___ Provided passage ___
Those are some important questions indeed. To be honest, what I thought of was mostly to use something like the existing show math.var: set text(font: "Something") for this purpose. We could "reset" the styles when entering math.var in e.g. the Finalize step (to make overriding possible), but we could also make that optional (tbh, in most situations where my text was e.g. bold, I wanted my math to be bold too, and stuff like that, so it's not that useless of a thing, I think - but "resetting" would be a default closer to LaTeX's).

Of course, this could make show math.equation: set text(font: "...") not work for this specific purpose, as math.var would reset the styles. But, still, one could always just #[ #show math.var/* ... */;$ equation here $ ] to restrict a show applying on all vars to a single equation. (This could certainly become better in the future if we get in selectors or similar.)

Well, the other option is to duplicate all style options on math.var, but I'm not sure if that's at all optimal. Thoughts?

PgBiel avatar May 13 '23 01:05 PgBiel

And I think this kind of discussion should be the focus of an eventual PR that implements this kind of thing. Following a bit of @peng1999 's suggestion, the parser work for a shorthand @ syntax could be implemented through a separate PR, either in parallel (by someone else) or after the first PR, to avoid worrying too much about that at first.

PgBiel avatar May 13 '23 01:05 PgBiel

I like the var(..) proposal but what would happen in the following case :

let name = @"name"
$name = 5$

would @ be a reference there or the shorthand for var ?

astrale-sharp avatar Jun 15 '23 11:06 astrale-sharp

I like the var(..) proposal but what would happen in the following case :


let name = @"name"

$name = 5$

would @ be a reference there or the shorthand for var ?

The @ shorthand syntax, much like the math fraction syntax (a / b), would only work inside math mode, so your example would likely result in a syntax error (as it does today).

PgBiel avatar Jun 15 '23 12:06 PgBiel

Single quotes have been suggested, but I haven't seen any mention of backticks, which currently don't do anything in math mode and also very rarely appear in equations.
___ Raw data ___
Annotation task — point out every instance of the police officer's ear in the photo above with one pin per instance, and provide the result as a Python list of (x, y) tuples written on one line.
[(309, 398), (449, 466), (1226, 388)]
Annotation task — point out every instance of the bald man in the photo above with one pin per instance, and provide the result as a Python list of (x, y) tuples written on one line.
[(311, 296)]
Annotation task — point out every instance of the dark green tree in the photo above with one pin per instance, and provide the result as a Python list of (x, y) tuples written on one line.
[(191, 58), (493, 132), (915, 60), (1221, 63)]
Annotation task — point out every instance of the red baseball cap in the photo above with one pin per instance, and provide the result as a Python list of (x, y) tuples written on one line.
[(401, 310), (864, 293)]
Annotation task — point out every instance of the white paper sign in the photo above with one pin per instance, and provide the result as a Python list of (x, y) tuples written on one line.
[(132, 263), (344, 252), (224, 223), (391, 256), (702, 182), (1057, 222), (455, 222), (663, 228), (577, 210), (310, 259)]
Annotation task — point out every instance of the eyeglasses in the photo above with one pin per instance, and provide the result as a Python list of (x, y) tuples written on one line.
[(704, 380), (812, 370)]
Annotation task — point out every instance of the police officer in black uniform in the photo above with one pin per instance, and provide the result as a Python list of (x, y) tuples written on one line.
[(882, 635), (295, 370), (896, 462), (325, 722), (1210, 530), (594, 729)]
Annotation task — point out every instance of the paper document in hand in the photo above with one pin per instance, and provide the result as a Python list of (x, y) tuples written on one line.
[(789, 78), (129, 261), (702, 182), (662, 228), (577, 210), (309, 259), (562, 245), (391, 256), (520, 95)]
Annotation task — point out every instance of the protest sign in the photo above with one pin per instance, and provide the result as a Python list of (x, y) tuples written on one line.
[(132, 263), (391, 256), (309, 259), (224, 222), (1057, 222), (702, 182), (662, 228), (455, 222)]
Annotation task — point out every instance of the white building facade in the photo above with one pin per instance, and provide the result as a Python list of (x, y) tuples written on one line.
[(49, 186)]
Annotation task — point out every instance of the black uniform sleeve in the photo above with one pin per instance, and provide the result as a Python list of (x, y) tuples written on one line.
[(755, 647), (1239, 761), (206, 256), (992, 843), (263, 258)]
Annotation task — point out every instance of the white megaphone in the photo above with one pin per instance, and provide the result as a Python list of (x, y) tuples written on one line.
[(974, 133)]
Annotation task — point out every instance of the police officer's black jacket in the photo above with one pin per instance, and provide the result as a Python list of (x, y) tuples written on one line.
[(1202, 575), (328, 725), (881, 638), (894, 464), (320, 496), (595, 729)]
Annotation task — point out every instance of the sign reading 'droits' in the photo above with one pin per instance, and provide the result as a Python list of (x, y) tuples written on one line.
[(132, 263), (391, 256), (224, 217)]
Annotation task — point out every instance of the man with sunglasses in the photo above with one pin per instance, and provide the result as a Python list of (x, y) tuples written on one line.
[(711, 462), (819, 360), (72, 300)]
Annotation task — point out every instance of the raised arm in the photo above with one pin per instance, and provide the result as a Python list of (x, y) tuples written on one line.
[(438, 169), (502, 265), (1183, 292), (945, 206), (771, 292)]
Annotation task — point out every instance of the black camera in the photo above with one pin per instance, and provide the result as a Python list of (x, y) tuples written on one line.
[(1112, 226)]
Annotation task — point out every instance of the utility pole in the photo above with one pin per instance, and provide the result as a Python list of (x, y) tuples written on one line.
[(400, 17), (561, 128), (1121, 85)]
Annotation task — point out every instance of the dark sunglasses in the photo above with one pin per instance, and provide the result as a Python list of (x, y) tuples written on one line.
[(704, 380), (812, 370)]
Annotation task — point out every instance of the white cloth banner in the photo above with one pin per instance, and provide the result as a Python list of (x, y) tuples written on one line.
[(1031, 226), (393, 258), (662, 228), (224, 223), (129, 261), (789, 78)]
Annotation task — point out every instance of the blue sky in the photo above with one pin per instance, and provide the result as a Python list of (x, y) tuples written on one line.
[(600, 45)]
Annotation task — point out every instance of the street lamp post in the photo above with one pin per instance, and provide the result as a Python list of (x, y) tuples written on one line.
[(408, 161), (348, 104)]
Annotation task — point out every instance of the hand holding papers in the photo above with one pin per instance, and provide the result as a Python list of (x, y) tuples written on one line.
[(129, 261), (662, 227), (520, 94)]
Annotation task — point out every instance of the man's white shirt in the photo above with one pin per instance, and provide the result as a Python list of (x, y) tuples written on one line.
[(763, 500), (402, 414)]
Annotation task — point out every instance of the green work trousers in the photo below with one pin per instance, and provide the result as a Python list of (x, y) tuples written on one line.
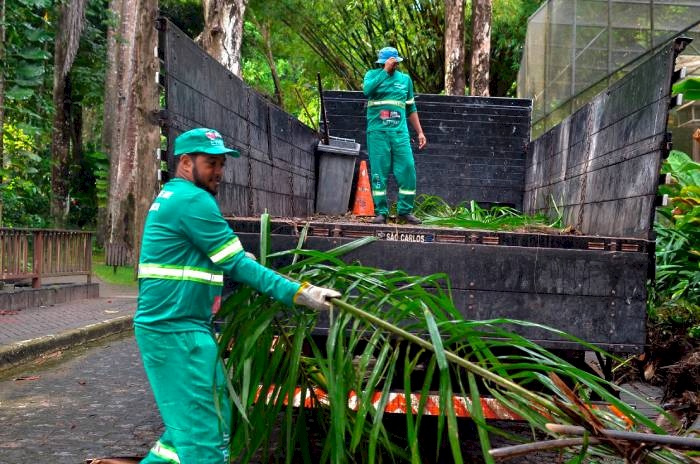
[(387, 149), (188, 382)]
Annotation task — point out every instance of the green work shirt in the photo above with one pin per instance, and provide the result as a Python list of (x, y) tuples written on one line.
[(187, 248), (390, 100)]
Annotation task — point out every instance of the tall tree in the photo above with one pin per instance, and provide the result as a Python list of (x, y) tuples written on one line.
[(2, 96), (71, 19), (481, 47), (455, 78), (223, 31), (264, 26), (130, 136)]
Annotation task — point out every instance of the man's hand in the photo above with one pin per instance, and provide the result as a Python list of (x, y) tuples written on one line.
[(422, 141), (390, 65), (315, 297)]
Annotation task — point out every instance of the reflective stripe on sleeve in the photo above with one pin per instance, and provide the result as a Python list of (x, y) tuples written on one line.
[(226, 251), (158, 271), (165, 452), (398, 103)]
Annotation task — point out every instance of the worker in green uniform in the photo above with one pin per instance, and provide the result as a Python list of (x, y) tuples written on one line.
[(390, 103), (187, 248)]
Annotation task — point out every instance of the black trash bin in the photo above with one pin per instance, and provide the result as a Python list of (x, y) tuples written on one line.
[(336, 167)]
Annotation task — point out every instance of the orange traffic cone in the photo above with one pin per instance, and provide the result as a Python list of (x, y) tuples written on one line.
[(364, 206)]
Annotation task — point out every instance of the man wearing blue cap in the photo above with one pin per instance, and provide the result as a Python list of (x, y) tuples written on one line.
[(391, 102), (187, 248)]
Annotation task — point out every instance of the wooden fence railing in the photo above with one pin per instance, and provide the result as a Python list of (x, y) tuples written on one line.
[(37, 253)]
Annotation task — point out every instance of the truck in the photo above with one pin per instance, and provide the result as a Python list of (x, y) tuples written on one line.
[(600, 166)]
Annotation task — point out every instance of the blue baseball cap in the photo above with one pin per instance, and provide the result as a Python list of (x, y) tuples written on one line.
[(202, 140), (388, 52)]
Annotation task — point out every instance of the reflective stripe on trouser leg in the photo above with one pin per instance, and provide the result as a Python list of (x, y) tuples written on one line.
[(184, 371), (404, 171), (379, 150)]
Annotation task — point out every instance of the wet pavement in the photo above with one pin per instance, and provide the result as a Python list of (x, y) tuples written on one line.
[(93, 402)]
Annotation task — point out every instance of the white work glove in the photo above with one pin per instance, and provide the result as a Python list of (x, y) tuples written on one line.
[(315, 297)]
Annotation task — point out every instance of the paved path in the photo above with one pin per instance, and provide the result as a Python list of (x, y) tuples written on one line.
[(94, 403), (29, 334)]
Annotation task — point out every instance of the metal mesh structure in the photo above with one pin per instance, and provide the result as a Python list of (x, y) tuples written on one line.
[(576, 48)]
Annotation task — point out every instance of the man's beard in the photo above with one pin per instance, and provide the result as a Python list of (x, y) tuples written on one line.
[(198, 182)]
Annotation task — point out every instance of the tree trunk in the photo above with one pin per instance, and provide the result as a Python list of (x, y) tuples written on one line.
[(2, 98), (481, 47), (223, 32), (265, 31), (71, 20), (455, 79), (147, 98), (129, 137)]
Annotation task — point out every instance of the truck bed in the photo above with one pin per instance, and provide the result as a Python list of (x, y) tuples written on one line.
[(591, 287)]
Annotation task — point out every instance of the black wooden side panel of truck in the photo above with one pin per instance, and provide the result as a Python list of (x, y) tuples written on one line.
[(601, 164), (591, 286)]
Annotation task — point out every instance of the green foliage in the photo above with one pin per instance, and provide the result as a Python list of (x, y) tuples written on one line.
[(347, 34), (678, 232), (296, 63), (674, 299), (507, 40), (434, 210), (188, 15), (26, 181), (389, 332), (28, 64), (28, 70)]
___
| Instructions |
1. Reproduce the thread from "Of course, this" to "that at first.", swapping "PR" for "pull request".
2. According to the thread, what do backticks currently do in math mode?
3. List every username that appears in the thread.
Answer using only the thread.

| Problem solutions |
1.
Of course, this could make show math.equation: set text(font: "...") not work for this specific purpose, as math.var would reset the styles. But, still, one could always just #[ #show math.var/* ... */;$ equation here $ ] to restrict a show applying on all vars to a single equation. (This could certainly become better in the future if we get in selectors or similar.)

Well, the other option is to duplicate all style options on math.var, but I'm not sure if that's at all optimal. Thoughts?

PgBiel avatar May 13 '23 01:05 PgBiel

And I think this kind of discussion should be the focus of an eventual pull request that implements this kind of thing. Following a bit of @peng1999 's suggestion, the parser work for a shorthand @ syntax could be implemented through a separate pull request, either in parallel (by someone else) or after the first pull request, to avoid worrying too much about that at first.

2. Nothing.

3. PgBiel, peng1999, astrale-sharp